### What is being asked:
Nothing in the data may be altered; copy it all exactly.

### Supplied records:
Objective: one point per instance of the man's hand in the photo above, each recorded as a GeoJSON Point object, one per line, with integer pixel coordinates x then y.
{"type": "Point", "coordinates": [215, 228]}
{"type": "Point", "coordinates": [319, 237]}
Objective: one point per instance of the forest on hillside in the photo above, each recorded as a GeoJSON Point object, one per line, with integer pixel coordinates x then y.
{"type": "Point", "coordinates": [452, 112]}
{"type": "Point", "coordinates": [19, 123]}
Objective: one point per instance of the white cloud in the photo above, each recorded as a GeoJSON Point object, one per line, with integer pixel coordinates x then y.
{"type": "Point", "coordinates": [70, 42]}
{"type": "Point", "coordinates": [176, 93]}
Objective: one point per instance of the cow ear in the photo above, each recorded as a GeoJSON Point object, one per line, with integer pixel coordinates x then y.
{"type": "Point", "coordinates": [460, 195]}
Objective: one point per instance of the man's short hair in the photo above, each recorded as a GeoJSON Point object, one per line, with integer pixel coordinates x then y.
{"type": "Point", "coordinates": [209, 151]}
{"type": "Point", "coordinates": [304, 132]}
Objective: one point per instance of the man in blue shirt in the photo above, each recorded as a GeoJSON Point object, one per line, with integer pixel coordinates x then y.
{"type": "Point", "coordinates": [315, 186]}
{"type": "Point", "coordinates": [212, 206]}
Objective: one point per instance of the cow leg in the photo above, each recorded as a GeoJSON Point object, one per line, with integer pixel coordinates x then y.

### Response area:
Objective: one point per instance of the man's hand in the photo above, each recorded as a GeoJSON Point object, one per line, with integer pixel coordinates x then y.
{"type": "Point", "coordinates": [215, 228]}
{"type": "Point", "coordinates": [319, 237]}
Objective: one point per instance of the forest on hillside in the photo above, each recorded as a GeoJSON Point object, one per line, with integer pixel coordinates x then y.
{"type": "Point", "coordinates": [452, 112]}
{"type": "Point", "coordinates": [19, 123]}
Objective: one point per instance of the white cloud in the photo above, each recorded as a GeoJSON Point object, one per line, with integer pixel coordinates x then y.
{"type": "Point", "coordinates": [70, 42]}
{"type": "Point", "coordinates": [176, 93]}
Objective: one point per instance of the cow ear in the photo above, each recorded as a GeoJSON Point object, one per line, with integer pixel coordinates x then y.
{"type": "Point", "coordinates": [460, 195]}
Objective: one point per instance of the man's short hair in the photo above, each recorded as a GeoJSON Point object, one per line, with integer pixel coordinates x then y.
{"type": "Point", "coordinates": [209, 151]}
{"type": "Point", "coordinates": [304, 132]}
Objective: one point per instance of the man in blue shirt in the photo above, each recorded as a GeoJSON Point object, one per line, with integer pixel coordinates x then y.
{"type": "Point", "coordinates": [315, 186]}
{"type": "Point", "coordinates": [212, 206]}
Objective: one point per instance of the cow leg in the photo above, each recorded as a GeoJSON Point object, one per line, with integer pixel coordinates x then y.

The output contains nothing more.